§ **Task description**
Please set down the passage on the immigration appeal exactly as it appears, starting at "Anthony Cardozo Payne, David" and ending at "WILSON Circuit Judges.".

§ **Passage**

Eduardo A. Canal, Coral Gables, FL, for Petitioners.
Anthony Cardozo Payne, David V. Bernai, USDOJ, OIL-Civil Division, Jesse M. Bless, Washington, DC, for Respondent.
Petition for Review of a Decision of the Board of Immigration Appeals. Agency Nos. A028-861-464, A098-978-514.
Before TJOFLAT, BARKETT and WILSON Circuit Judges.
Rogelio Pedro-Domingo and his wife, Petrona Manuel-Jimenez, petition for review of the Board of Immigration Appeals ("BIA") decision affirming an Immigration Judge ("IJ") removal order that found Pedro-Domingo ineligible for both special rule cancellation and cancellation of removal because he was convicted of an aggravated felony in the United States. Pedro-Domingo contends that the BIA erred in holding that his conviction for resisting an officer with violence, Fla. Stat. § 843.01, constitutes a "crime of violence" under 18 U.S.C. § 16 and therefore, an aggravated felony as defined by the Immigration and Nationality Act ("INA") § 101(a)(43), 8 U.S.C. § 1101(a)(43). Because resisting an officer with violence is an aggravated felony, we deny Pedro-Domingo's petition.
Because Manuel-Jimenez's request for relief from removal is as a derivative spouse and she makes no independent request for any form of relief, we refer only to Pedro-Domingo and his claims.
Pedro-Domingo requested relief through a special rule cancellation of removal under the Nicaraguan Adjustment and Central American Relief Act of 1997 ("NACARA"), Pub.L. No. 105-100, § 203, 111 Stat. 2160, 2196-99. NACARA provides that a Guatemalan national who filed an application for asylum with the Immigration and Naturalization Service ("INS") on or before April 1, 1990 can obtain cancellation of removal if he or she meets certain conditions. NACARA § 203. One condition is that the applicant cannot have been convicted of an aggravated felony in the United States. NACARA § 203(f)(1)(B)(ii).
Pedro-Domingo also requested relief under section 240A(b) of the Immigration and Nationality Act ("INA"), which gives the U.S. Attorney General discretion to cancel removal of persons who have been continually present in the United States for ten or more years and have been persons of good moral character during that period if they establish that removal would result in exceptional and extremely unusual hardship to a spouse, parent, or child who is a citizen or permanent resident of the United States. INA § 240A(b), 8 U.S.C. § 1229b(b)(1) (2006). However, persons convicted of an aggravated felony in the United States are ineligible for cancellation. INA § 240A(b)(1)(C), 8 U.S.C. § 1229b(b)(1)(C).

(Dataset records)
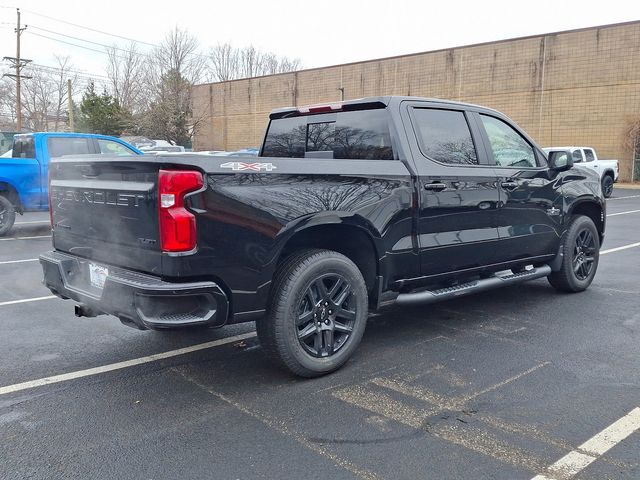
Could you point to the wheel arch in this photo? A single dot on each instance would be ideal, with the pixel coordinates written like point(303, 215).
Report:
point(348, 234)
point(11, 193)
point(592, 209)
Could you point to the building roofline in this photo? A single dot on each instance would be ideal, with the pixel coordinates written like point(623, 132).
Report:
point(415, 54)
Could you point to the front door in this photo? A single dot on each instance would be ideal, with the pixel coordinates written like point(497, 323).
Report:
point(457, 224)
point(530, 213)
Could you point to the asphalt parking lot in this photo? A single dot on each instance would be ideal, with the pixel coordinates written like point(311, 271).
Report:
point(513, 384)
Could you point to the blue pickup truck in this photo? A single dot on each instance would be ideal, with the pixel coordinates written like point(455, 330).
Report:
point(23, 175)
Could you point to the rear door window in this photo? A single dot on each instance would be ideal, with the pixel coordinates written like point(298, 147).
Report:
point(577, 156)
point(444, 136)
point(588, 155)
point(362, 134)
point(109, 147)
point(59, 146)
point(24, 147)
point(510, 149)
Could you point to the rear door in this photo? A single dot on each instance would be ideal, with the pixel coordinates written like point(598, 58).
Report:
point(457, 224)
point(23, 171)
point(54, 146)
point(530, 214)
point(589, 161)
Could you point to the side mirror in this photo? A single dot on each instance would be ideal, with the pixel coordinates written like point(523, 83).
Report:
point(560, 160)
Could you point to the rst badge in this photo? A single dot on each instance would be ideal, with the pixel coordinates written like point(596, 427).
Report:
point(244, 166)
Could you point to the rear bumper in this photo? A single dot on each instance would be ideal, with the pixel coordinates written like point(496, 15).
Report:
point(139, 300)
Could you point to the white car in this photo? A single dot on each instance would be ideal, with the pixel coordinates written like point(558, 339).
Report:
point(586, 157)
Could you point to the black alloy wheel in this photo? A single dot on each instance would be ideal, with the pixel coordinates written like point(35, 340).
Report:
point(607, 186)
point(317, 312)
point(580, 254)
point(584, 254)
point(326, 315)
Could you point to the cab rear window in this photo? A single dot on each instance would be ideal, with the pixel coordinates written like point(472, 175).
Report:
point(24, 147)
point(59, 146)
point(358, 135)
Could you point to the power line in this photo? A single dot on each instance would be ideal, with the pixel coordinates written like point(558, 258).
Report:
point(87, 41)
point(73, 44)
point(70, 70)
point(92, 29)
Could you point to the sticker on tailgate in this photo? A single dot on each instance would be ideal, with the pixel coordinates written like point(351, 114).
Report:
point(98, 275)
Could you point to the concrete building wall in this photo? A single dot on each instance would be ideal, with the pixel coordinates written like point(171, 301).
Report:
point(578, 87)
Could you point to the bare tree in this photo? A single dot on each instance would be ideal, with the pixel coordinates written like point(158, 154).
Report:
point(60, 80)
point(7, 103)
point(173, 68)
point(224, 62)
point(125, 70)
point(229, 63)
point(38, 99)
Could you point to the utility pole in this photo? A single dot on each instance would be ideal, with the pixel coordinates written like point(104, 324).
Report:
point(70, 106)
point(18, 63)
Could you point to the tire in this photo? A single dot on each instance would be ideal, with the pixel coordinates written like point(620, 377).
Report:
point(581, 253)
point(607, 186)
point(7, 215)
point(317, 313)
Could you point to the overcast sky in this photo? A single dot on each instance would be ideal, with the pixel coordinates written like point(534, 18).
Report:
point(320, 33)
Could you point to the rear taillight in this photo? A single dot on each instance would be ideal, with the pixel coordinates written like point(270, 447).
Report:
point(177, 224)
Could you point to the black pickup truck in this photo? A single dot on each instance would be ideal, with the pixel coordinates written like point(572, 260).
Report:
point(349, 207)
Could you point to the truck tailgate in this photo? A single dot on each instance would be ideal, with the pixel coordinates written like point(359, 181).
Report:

§ **Right answer**
Anthony Cardozo Payne, David V. Bernai, USDOJ, OIL-Civil Division, Jesse M. Bless, Washington, DC, for Respondent.
Petition for Review of a Decision of the Board of Immigration Appeals. Agency Nos. A028-861-464, A098-978-514.
Before TJOFLAT, BARKETT and WILSON Circuit Judges.